-- REQUIRED WORK --
Until the last line is reached, keep transcribing the material exactly.
□ □ □ □
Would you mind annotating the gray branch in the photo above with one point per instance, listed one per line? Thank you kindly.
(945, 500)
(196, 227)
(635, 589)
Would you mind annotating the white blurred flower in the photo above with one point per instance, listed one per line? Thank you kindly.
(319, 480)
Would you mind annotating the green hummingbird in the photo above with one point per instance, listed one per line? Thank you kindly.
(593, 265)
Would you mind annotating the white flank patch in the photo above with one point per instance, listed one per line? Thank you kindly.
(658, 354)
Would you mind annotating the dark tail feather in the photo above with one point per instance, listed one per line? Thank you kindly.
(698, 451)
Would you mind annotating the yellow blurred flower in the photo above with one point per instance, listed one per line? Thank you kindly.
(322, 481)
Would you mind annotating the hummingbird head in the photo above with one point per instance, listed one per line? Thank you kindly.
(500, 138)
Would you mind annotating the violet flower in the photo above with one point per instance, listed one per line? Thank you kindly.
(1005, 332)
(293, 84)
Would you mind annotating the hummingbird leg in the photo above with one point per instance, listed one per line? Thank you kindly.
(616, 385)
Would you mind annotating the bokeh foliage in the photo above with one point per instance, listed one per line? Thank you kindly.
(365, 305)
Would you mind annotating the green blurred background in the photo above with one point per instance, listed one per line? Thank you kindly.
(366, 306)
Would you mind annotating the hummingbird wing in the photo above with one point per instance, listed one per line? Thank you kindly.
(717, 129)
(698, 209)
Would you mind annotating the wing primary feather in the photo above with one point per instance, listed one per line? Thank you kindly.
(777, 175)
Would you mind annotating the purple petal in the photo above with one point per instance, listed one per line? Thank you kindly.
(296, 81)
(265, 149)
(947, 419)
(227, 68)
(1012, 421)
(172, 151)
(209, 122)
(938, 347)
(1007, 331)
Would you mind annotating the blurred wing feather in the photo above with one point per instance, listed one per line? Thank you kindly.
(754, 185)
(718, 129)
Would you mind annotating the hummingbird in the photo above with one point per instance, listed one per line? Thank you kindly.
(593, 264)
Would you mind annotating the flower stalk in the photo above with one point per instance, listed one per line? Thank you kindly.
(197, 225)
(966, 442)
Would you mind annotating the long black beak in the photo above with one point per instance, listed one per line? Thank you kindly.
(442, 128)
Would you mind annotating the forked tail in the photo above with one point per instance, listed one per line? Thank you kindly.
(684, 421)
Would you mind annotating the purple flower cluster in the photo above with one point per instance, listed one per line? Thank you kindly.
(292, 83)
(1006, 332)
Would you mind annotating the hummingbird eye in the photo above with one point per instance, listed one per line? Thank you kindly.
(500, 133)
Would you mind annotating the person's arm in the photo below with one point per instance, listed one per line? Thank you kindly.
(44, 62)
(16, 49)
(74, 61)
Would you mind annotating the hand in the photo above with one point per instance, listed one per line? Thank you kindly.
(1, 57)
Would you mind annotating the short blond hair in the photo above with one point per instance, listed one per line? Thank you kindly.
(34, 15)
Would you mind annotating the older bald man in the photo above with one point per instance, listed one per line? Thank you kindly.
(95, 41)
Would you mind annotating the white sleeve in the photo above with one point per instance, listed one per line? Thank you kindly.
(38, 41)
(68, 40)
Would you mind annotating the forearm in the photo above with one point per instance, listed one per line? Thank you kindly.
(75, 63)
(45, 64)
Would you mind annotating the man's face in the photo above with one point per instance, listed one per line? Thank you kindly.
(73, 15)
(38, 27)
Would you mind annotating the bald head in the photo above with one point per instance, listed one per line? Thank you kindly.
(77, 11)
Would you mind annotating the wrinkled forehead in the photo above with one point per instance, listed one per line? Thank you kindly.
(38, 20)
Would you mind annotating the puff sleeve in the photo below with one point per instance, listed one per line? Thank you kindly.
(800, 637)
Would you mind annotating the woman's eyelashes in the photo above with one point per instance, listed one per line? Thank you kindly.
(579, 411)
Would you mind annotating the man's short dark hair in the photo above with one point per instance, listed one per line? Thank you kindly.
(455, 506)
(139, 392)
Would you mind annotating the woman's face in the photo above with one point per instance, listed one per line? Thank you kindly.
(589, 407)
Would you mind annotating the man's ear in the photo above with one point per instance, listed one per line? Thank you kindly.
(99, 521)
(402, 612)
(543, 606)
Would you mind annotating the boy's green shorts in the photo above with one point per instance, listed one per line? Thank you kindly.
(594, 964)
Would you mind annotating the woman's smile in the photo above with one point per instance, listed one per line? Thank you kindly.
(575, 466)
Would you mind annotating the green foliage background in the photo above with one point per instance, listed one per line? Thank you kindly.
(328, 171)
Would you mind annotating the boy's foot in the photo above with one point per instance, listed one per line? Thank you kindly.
□ □ □ □
-- WRITTEN SOLUTION --
Would you mind annotating the gray branch in the photo above with one point per instance, listed one per line? Thank you kindly.
(945, 500)
(196, 227)
(635, 589)
Would you mind annotating the white blurred flower in the photo above with one point per instance, listed one per line? Thank you kindly.
(319, 480)
Would you mind annotating the green hummingbird in the photo above with one point per instance, listed one per line? Thank you kindly.
(593, 265)
Would you mind annotating the white flank patch in the photo above with one point per instance, listed one per line? Thank you kindly.
(658, 354)
Would you mind annotating the dark tail feather in the photo above with one point per instance, listed one per line? Thank you kindly.
(698, 451)
Would you mind annotating the yellow blurred flower in the photo above with one point per instance, listed one per line? Thank you kindly.
(322, 481)
Would you mind annotating the hummingbird head in the photo above with one point per instance, listed one per line? Thank you kindly.
(500, 138)
Would you mind annotating the violet flower in the photo above with one point per instance, listed one per line? Thank you kindly.
(1005, 332)
(293, 84)
Would you mind annotating the hummingbird leg in the photo above with one point per instance, listed one per line? Thank you kindly.
(616, 385)
Would you mind annotating the bokeh foliage in the photo above with one point per instance, listed one per line? Thank you kindly.
(365, 305)
Would you mind annotating the green blurred background in the photo above with one point per instance, listed one per line? Thank you kindly.
(366, 306)
Would you mind annotating the hummingbird wing in the photo above with one point per instance, listed one per line? Thank you kindly.
(717, 129)
(698, 209)
Would you mind annotating the wing primary feather in the photo above with one point per instance, listed one per line? Thank you kindly.
(777, 175)
Would you mind annotating the purple petal in the photo above with one point per instance, listed one per line? Thank you kindly.
(296, 81)
(265, 149)
(947, 419)
(227, 68)
(1012, 421)
(172, 151)
(209, 122)
(938, 347)
(1007, 331)
Would you mind annotating the blurred wing feather in the photo above with one point per instance, listed one per line? Thank you kindly.
(754, 185)
(718, 129)
Would you mind annotating the hummingbird in the photo above with one point per instance, listed one per line? Thank you kindly.
(593, 264)
Would you mind annotating the flower stalk in the photo above with one point per instance, listed one per line? Thank you kindly.
(197, 225)
(966, 442)
Would you mind annotating the long black beak in the photo above with one point per instance, listed one per line? Thank you kindly.
(442, 128)
Would you mind annotating the forked tail in the photo above with one point per instance, listed one per line? Thank you kindly.
(684, 421)
Would you mind annotating the purple flower cluster in the photo above with one point per instance, listed one per line? Thank you kindly.
(292, 83)
(1006, 332)
Would you mind annotating the hummingbird eye in the photo above with one point per instance, listed one per line? Thank you kindly.
(500, 133)
Would you mind annotating the person's arm in the photo below with one point per instance, listed one per line? Thank you kindly.
(44, 62)
(16, 49)
(74, 61)
Would you mind annotating the hand in the photo above with one point per instance, listed one per line? Thank you kindly.
(1, 57)
Would you mind annotating the short blond hair in the photo above with one point per instance, listed one per line? Thank you kindly.
(34, 15)
Would you mind annotating the older bald man in the photo above with one point per instance, listed one per line? Thank you kindly.
(95, 41)
Would you mind annotating the white sleeve in the photo above with one point per instance, listed one per line? Thank you kindly.
(38, 41)
(68, 40)
Would you mind annotating the forearm in the photo above with one point per instance, listed one per line? Thank you kindly.
(75, 63)
(45, 64)
Would you mind annotating the man's face in the photo above with one point per instance, listed one per line? Thank you kindly.
(73, 15)
(38, 27)
Would you mind annotating the bald head in the photo above with one point per instance, listed one per line? Thank you kindly.
(77, 11)
Would you mind annotating the wrinkled forehead in the photo above with one point per instance, listed one per line? Thank you kindly.
(38, 20)
Would you mind annotating the puff sleeve in the photo below with one point per instance, listed one per line? Thank you kindly.
(800, 637)
Would you mind annotating the woman's eyelashes in the photo above with one point per instance, listed one per line? Thank you kindly.
(579, 411)
Would you mind annotating the man's short dark hair in the photo above with one point per instance, listed one per line? Thank you kindly.
(455, 506)
(139, 392)
Would you mind annotating the woman's face in the photo above with one point per instance, listed one per line? Thank you kindly.
(589, 407)
Would you mind annotating the man's ear in the photo above with one point per instance, listed one per line? Thank you kindly.
(99, 521)
(402, 612)
(543, 606)
Would you mind annotating the boy's green shorts in the photo above with one point per instance, listed one per line? Thank you kindly.
(594, 964)
Would you mind annotating the woman's smile in the photo above with one point per instance, listed one per line? Thank you kindly.
(575, 466)
Would you mind annotating the green foliage background in the photo above with one point per instance, listed one per line? Thank you kindly.
(328, 171)
Would you mind annotating the boy's foot in the photo above with one point per instance, listed one per line? Thank you kindly.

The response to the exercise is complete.